**Selected text**
────────

The International Committee of the Red Cross says around 20 civilians were killed in the airstrikes that hit an aid convoy in northern Syria the previous night.
ICRC said in its statement on Tuesday that the dead include a member of the Syrian Red Crescent.
ICRC president Peter Maurer says the attack was a "flagrant violation of international humanitarian law" and "totally unacceptable."The statement says the civilians were killed as they were unloading trucks carrying vital humanitarian aid and that much of the aid was destroyed, depriving thousands of much-needed food and medical assistance.
Syrian activists and paramedics had said earlier that the airstrikes killed 12 people.
___ 2:15 p.m.
A member of the Syrian Civil Defense — a group of volunteer first responders also known as the White Helmets — has criticized the U.N. humanitarian aid agency for suspending all convoys in Syria.
Ibrahim Alhaj told The Associated Press on Tuesday that Syrian civilians will pay the price for the decision.
The U.N. humanitarian aid agency's decision came after deadly airstrikes on aid trucks the previous night that activists said killed at least 12 people, mostly truck drivers and Red Crescent workers.
Elhaj says the U.N. should have condemned the attacks on the convoy rather than suspending aid.

────────

**Records from a data source**
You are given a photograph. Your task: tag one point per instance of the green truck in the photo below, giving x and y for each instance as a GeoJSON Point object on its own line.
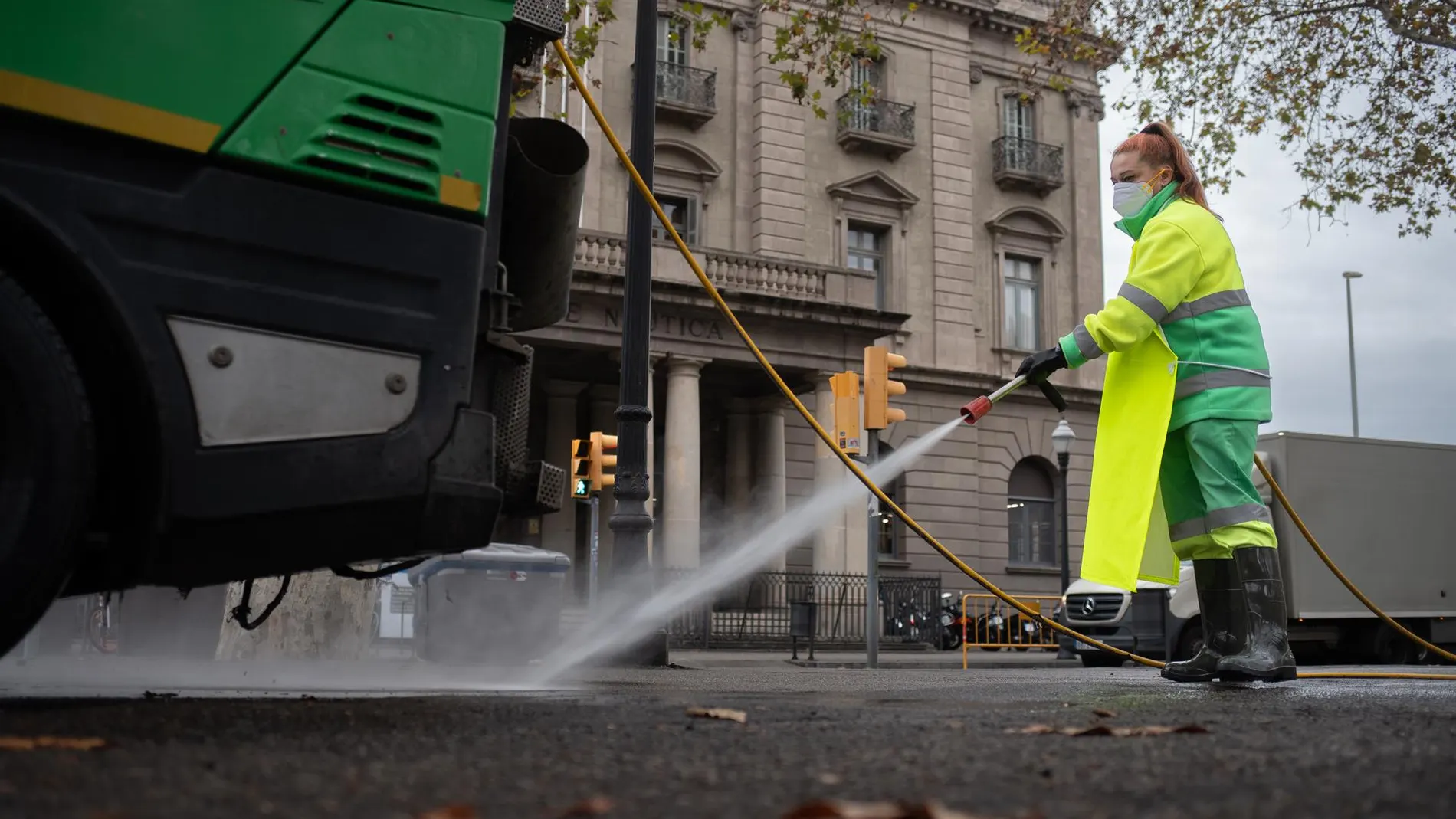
{"type": "Point", "coordinates": [261, 264]}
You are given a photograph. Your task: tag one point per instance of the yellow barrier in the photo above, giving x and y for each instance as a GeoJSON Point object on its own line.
{"type": "Point", "coordinates": [986, 623]}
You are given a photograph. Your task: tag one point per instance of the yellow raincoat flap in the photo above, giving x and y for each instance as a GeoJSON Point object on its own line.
{"type": "Point", "coordinates": [1127, 530]}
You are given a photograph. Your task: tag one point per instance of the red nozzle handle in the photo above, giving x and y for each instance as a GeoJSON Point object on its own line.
{"type": "Point", "coordinates": [976, 409]}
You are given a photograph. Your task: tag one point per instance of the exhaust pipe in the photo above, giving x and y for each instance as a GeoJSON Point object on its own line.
{"type": "Point", "coordinates": [545, 181]}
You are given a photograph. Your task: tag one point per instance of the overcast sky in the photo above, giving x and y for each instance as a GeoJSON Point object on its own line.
{"type": "Point", "coordinates": [1404, 323]}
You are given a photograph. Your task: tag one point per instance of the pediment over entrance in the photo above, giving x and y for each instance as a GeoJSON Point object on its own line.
{"type": "Point", "coordinates": [684, 159]}
{"type": "Point", "coordinates": [875, 188]}
{"type": "Point", "coordinates": [1031, 223]}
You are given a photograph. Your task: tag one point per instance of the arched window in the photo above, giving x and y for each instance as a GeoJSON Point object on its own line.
{"type": "Point", "coordinates": [1031, 513]}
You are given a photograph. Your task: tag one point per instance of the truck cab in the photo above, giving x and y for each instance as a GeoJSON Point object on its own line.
{"type": "Point", "coordinates": [1130, 621]}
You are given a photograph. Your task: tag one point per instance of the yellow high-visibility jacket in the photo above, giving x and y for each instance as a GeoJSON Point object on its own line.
{"type": "Point", "coordinates": [1182, 345]}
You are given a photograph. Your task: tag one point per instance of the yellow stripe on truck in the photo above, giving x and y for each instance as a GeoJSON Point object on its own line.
{"type": "Point", "coordinates": [111, 114]}
{"type": "Point", "coordinates": [461, 192]}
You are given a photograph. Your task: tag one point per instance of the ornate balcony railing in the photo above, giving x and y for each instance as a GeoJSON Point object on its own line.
{"type": "Point", "coordinates": [880, 124]}
{"type": "Point", "coordinates": [686, 92]}
{"type": "Point", "coordinates": [744, 273]}
{"type": "Point", "coordinates": [1027, 165]}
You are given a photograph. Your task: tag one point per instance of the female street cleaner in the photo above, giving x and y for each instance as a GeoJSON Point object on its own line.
{"type": "Point", "coordinates": [1187, 388]}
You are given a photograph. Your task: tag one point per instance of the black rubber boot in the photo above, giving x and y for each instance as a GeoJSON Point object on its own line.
{"type": "Point", "coordinates": [1267, 657]}
{"type": "Point", "coordinates": [1222, 614]}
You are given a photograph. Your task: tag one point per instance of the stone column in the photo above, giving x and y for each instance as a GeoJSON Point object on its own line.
{"type": "Point", "coordinates": [829, 545]}
{"type": "Point", "coordinates": [559, 529]}
{"type": "Point", "coordinates": [603, 419]}
{"type": "Point", "coordinates": [682, 466]}
{"type": "Point", "coordinates": [651, 451]}
{"type": "Point", "coordinates": [739, 464]}
{"type": "Point", "coordinates": [772, 474]}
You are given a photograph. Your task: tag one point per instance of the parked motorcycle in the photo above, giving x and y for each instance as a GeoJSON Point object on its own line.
{"type": "Point", "coordinates": [953, 623]}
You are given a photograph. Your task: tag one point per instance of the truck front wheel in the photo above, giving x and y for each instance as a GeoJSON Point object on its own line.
{"type": "Point", "coordinates": [47, 463]}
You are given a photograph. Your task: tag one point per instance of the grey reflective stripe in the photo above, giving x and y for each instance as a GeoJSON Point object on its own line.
{"type": "Point", "coordinates": [1208, 304]}
{"type": "Point", "coordinates": [1145, 301]}
{"type": "Point", "coordinates": [1087, 345]}
{"type": "Point", "coordinates": [1218, 378]}
{"type": "Point", "coordinates": [1219, 518]}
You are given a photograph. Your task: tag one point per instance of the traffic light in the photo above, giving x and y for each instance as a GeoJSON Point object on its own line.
{"type": "Point", "coordinates": [580, 467]}
{"type": "Point", "coordinates": [878, 388]}
{"type": "Point", "coordinates": [846, 411]}
{"type": "Point", "coordinates": [600, 443]}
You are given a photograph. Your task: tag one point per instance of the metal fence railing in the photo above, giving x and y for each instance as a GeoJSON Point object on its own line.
{"type": "Point", "coordinates": [756, 611]}
{"type": "Point", "coordinates": [989, 624]}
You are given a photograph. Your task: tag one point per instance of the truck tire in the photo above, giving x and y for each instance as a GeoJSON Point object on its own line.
{"type": "Point", "coordinates": [47, 463]}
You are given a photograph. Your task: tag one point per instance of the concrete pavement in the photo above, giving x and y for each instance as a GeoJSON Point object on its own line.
{"type": "Point", "coordinates": [1307, 748]}
{"type": "Point", "coordinates": [923, 660]}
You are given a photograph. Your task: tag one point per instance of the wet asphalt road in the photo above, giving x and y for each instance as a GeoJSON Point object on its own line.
{"type": "Point", "coordinates": [1308, 748]}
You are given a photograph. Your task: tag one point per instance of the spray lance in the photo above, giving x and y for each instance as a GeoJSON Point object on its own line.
{"type": "Point", "coordinates": [983, 405]}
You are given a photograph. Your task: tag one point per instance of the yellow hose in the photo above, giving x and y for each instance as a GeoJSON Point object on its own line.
{"type": "Point", "coordinates": [849, 463]}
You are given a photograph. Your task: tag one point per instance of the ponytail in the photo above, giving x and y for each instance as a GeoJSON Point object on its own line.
{"type": "Point", "coordinates": [1158, 146]}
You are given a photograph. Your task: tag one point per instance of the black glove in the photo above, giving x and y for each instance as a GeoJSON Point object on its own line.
{"type": "Point", "coordinates": [1038, 365]}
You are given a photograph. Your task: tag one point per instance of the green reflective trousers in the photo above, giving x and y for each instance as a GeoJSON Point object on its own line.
{"type": "Point", "coordinates": [1208, 488]}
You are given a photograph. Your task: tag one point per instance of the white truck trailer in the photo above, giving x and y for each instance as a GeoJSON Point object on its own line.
{"type": "Point", "coordinates": [1385, 511]}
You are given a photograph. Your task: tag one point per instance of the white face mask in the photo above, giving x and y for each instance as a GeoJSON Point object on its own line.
{"type": "Point", "coordinates": [1132, 197]}
{"type": "Point", "coordinates": [1129, 198]}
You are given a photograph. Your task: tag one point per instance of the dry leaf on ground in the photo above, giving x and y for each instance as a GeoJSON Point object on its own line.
{"type": "Point", "coordinates": [63, 742]}
{"type": "Point", "coordinates": [451, 812]}
{"type": "Point", "coordinates": [833, 809]}
{"type": "Point", "coordinates": [1101, 729]}
{"type": "Point", "coordinates": [720, 715]}
{"type": "Point", "coordinates": [595, 806]}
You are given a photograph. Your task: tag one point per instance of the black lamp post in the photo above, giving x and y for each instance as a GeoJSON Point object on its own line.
{"type": "Point", "coordinates": [1062, 438]}
{"type": "Point", "coordinates": [631, 521]}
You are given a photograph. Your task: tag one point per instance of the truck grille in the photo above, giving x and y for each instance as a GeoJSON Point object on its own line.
{"type": "Point", "coordinates": [380, 140]}
{"type": "Point", "coordinates": [1104, 607]}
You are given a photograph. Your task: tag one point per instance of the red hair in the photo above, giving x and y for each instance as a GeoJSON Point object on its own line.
{"type": "Point", "coordinates": [1158, 147]}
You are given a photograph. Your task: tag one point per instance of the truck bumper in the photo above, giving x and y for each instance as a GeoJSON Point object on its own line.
{"type": "Point", "coordinates": [302, 357]}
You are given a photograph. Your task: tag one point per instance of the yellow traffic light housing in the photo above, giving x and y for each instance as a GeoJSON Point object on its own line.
{"type": "Point", "coordinates": [878, 388]}
{"type": "Point", "coordinates": [580, 467]}
{"type": "Point", "coordinates": [846, 411]}
{"type": "Point", "coordinates": [600, 443]}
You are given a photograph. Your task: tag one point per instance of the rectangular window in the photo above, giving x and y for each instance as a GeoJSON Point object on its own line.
{"type": "Point", "coordinates": [671, 41]}
{"type": "Point", "coordinates": [1031, 531]}
{"type": "Point", "coordinates": [1021, 278]}
{"type": "Point", "coordinates": [671, 58]}
{"type": "Point", "coordinates": [867, 251]}
{"type": "Point", "coordinates": [1019, 126]}
{"type": "Point", "coordinates": [682, 211]}
{"type": "Point", "coordinates": [865, 74]}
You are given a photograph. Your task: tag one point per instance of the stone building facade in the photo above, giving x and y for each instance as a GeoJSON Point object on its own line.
{"type": "Point", "coordinates": [948, 221]}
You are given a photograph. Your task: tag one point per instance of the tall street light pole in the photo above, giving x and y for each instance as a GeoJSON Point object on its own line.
{"type": "Point", "coordinates": [1350, 323]}
{"type": "Point", "coordinates": [631, 521]}
{"type": "Point", "coordinates": [1062, 438]}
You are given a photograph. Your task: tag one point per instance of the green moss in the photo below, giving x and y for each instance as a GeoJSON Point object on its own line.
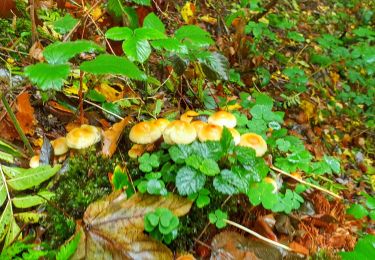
{"type": "Point", "coordinates": [85, 181]}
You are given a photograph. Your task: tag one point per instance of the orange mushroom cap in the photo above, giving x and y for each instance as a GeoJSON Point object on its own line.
{"type": "Point", "coordinates": [254, 141]}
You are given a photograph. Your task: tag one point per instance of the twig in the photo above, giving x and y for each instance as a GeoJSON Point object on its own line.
{"type": "Point", "coordinates": [257, 235]}
{"type": "Point", "coordinates": [97, 106]}
{"type": "Point", "coordinates": [306, 183]}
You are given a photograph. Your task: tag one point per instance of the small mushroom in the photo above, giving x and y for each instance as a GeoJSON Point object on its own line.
{"type": "Point", "coordinates": [198, 124]}
{"type": "Point", "coordinates": [188, 116]}
{"type": "Point", "coordinates": [34, 161]}
{"type": "Point", "coordinates": [236, 135]}
{"type": "Point", "coordinates": [83, 137]}
{"type": "Point", "coordinates": [223, 118]}
{"type": "Point", "coordinates": [162, 123]}
{"type": "Point", "coordinates": [145, 133]}
{"type": "Point", "coordinates": [179, 132]}
{"type": "Point", "coordinates": [210, 133]}
{"type": "Point", "coordinates": [254, 141]}
{"type": "Point", "coordinates": [60, 146]}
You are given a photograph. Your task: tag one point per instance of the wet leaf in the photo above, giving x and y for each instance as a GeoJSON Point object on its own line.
{"type": "Point", "coordinates": [113, 228]}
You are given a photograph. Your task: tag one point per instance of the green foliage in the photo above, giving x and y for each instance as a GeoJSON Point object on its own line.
{"type": "Point", "coordinates": [364, 249]}
{"type": "Point", "coordinates": [218, 218]}
{"type": "Point", "coordinates": [162, 224]}
{"type": "Point", "coordinates": [84, 181]}
{"type": "Point", "coordinates": [360, 211]}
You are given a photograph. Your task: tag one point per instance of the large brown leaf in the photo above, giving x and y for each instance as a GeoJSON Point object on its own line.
{"type": "Point", "coordinates": [113, 228]}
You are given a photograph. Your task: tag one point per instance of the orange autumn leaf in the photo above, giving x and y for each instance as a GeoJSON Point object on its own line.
{"type": "Point", "coordinates": [112, 136]}
{"type": "Point", "coordinates": [25, 114]}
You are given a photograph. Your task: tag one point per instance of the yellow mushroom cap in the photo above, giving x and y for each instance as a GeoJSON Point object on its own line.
{"type": "Point", "coordinates": [254, 141]}
{"type": "Point", "coordinates": [34, 161]}
{"type": "Point", "coordinates": [162, 123]}
{"type": "Point", "coordinates": [83, 137]}
{"type": "Point", "coordinates": [59, 146]}
{"type": "Point", "coordinates": [210, 133]}
{"type": "Point", "coordinates": [188, 116]}
{"type": "Point", "coordinates": [179, 132]}
{"type": "Point", "coordinates": [236, 135]}
{"type": "Point", "coordinates": [223, 118]}
{"type": "Point", "coordinates": [136, 151]}
{"type": "Point", "coordinates": [198, 124]}
{"type": "Point", "coordinates": [144, 133]}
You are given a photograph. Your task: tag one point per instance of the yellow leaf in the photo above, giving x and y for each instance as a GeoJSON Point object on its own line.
{"type": "Point", "coordinates": [187, 12]}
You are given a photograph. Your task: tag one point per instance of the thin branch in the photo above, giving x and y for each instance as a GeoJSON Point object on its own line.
{"type": "Point", "coordinates": [257, 235]}
{"type": "Point", "coordinates": [306, 183]}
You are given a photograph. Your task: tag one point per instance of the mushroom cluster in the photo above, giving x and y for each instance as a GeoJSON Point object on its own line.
{"type": "Point", "coordinates": [78, 138]}
{"type": "Point", "coordinates": [187, 129]}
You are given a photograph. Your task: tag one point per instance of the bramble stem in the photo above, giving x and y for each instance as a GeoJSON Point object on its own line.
{"type": "Point", "coordinates": [306, 183]}
{"type": "Point", "coordinates": [257, 235]}
{"type": "Point", "coordinates": [16, 124]}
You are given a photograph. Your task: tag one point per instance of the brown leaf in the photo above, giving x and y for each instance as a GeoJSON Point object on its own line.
{"type": "Point", "coordinates": [25, 114]}
{"type": "Point", "coordinates": [113, 228]}
{"type": "Point", "coordinates": [112, 136]}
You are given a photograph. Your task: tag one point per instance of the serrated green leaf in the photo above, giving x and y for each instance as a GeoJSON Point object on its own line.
{"type": "Point", "coordinates": [119, 33]}
{"type": "Point", "coordinates": [32, 200]}
{"type": "Point", "coordinates": [110, 64]}
{"type": "Point", "coordinates": [5, 220]}
{"type": "Point", "coordinates": [358, 211]}
{"type": "Point", "coordinates": [31, 177]}
{"type": "Point", "coordinates": [189, 181]}
{"type": "Point", "coordinates": [137, 49]}
{"type": "Point", "coordinates": [149, 34]}
{"type": "Point", "coordinates": [65, 24]}
{"type": "Point", "coordinates": [48, 76]}
{"type": "Point", "coordinates": [209, 167]}
{"type": "Point", "coordinates": [153, 22]}
{"type": "Point", "coordinates": [62, 52]}
{"type": "Point", "coordinates": [13, 232]}
{"type": "Point", "coordinates": [216, 66]}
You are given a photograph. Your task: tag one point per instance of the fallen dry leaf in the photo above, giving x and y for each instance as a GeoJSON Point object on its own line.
{"type": "Point", "coordinates": [112, 136]}
{"type": "Point", "coordinates": [113, 228]}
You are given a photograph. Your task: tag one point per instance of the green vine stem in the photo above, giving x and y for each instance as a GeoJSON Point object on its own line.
{"type": "Point", "coordinates": [17, 125]}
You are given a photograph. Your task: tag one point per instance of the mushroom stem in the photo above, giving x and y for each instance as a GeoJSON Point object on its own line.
{"type": "Point", "coordinates": [257, 235]}
{"type": "Point", "coordinates": [306, 183]}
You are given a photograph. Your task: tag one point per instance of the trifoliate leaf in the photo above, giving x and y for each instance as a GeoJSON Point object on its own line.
{"type": "Point", "coordinates": [48, 76]}
{"type": "Point", "coordinates": [209, 167]}
{"type": "Point", "coordinates": [62, 52]}
{"type": "Point", "coordinates": [189, 181]}
{"type": "Point", "coordinates": [65, 24]}
{"type": "Point", "coordinates": [110, 64]}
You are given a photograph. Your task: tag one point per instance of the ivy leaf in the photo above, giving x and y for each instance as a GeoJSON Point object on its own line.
{"type": "Point", "coordinates": [209, 167]}
{"type": "Point", "coordinates": [110, 64]}
{"type": "Point", "coordinates": [48, 76]}
{"type": "Point", "coordinates": [62, 52]}
{"type": "Point", "coordinates": [189, 181]}
{"type": "Point", "coordinates": [119, 33]}
{"type": "Point", "coordinates": [65, 24]}
{"type": "Point", "coordinates": [137, 49]}
{"type": "Point", "coordinates": [333, 163]}
{"type": "Point", "coordinates": [358, 211]}
{"type": "Point", "coordinates": [153, 22]}
{"type": "Point", "coordinates": [230, 183]}
{"type": "Point", "coordinates": [215, 66]}
{"type": "Point", "coordinates": [262, 193]}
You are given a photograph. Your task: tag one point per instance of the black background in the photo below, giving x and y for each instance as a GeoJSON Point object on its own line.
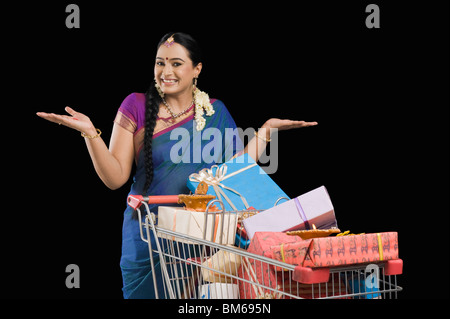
{"type": "Point", "coordinates": [380, 97]}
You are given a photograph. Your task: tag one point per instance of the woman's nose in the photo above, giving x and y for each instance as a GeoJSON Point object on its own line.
{"type": "Point", "coordinates": [167, 70]}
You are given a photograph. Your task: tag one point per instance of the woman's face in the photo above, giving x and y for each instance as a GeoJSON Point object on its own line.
{"type": "Point", "coordinates": [174, 70]}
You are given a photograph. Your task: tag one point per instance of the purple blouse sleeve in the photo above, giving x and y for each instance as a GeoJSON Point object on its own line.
{"type": "Point", "coordinates": [129, 114]}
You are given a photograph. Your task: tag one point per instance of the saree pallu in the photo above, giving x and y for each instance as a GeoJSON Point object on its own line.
{"type": "Point", "coordinates": [178, 151]}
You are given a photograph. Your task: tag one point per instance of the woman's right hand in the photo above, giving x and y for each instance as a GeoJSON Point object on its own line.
{"type": "Point", "coordinates": [77, 121]}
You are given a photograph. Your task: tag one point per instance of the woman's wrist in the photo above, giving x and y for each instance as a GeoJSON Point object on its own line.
{"type": "Point", "coordinates": [91, 131]}
{"type": "Point", "coordinates": [265, 131]}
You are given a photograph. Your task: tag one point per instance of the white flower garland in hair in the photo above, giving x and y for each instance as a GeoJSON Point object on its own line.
{"type": "Point", "coordinates": [202, 102]}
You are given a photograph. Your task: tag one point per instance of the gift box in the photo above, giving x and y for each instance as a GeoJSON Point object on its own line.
{"type": "Point", "coordinates": [263, 282]}
{"type": "Point", "coordinates": [219, 291]}
{"type": "Point", "coordinates": [314, 207]}
{"type": "Point", "coordinates": [358, 285]}
{"type": "Point", "coordinates": [192, 223]}
{"type": "Point", "coordinates": [221, 264]}
{"type": "Point", "coordinates": [239, 183]}
{"type": "Point", "coordinates": [326, 251]}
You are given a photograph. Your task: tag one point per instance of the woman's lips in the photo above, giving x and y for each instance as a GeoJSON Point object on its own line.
{"type": "Point", "coordinates": [168, 81]}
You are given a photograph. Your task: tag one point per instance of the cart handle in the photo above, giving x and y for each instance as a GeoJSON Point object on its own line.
{"type": "Point", "coordinates": [135, 201]}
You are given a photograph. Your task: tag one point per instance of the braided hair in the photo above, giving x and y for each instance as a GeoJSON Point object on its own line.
{"type": "Point", "coordinates": [153, 100]}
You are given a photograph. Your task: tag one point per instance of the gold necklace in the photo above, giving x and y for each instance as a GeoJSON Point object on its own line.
{"type": "Point", "coordinates": [174, 116]}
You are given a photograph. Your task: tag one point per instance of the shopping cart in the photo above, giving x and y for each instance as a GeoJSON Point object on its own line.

────────

**Set of tasks**
1. Decide whether each statement agrees with the report on the Syria aid convoy airstrikes. Answer yes or no for each, and quote the words of the report that settle it.
(a) The International Committee of the Red Cross says around 20 civilians were killed in the airstrikes.
(b) According to the ICRC statement, all of the aid on the trucks was destroyed.
(c) The White Helmets are described as a group of volunteer first responders.
2. Transcribe the part of the report on the Syria aid convoy airstrikes that starts with "A member of the Syrian Civil" and goes on through "for the decision.".

**Answers for each item**
1.
(a) Yes: "The International Committee of the Red Cross says around 20 civilians were killed in the airstrikes that hit an aid convoy in northern Syria the previous night."
(b) No: "much of the aid was destroyed"
(c) Yes: "a group of volunteer first responders also known as the White Helmets"

2.
A member of the Syrian Civil Defense — a group of volunteer first responders also known as the White Helmets — has criticized the U.N. humanitarian aid agency for suspending all convoys in Syria.
Ibrahim Alhaj told The Associated Press on Tuesday that Syrian civilians will pay the price for the decision.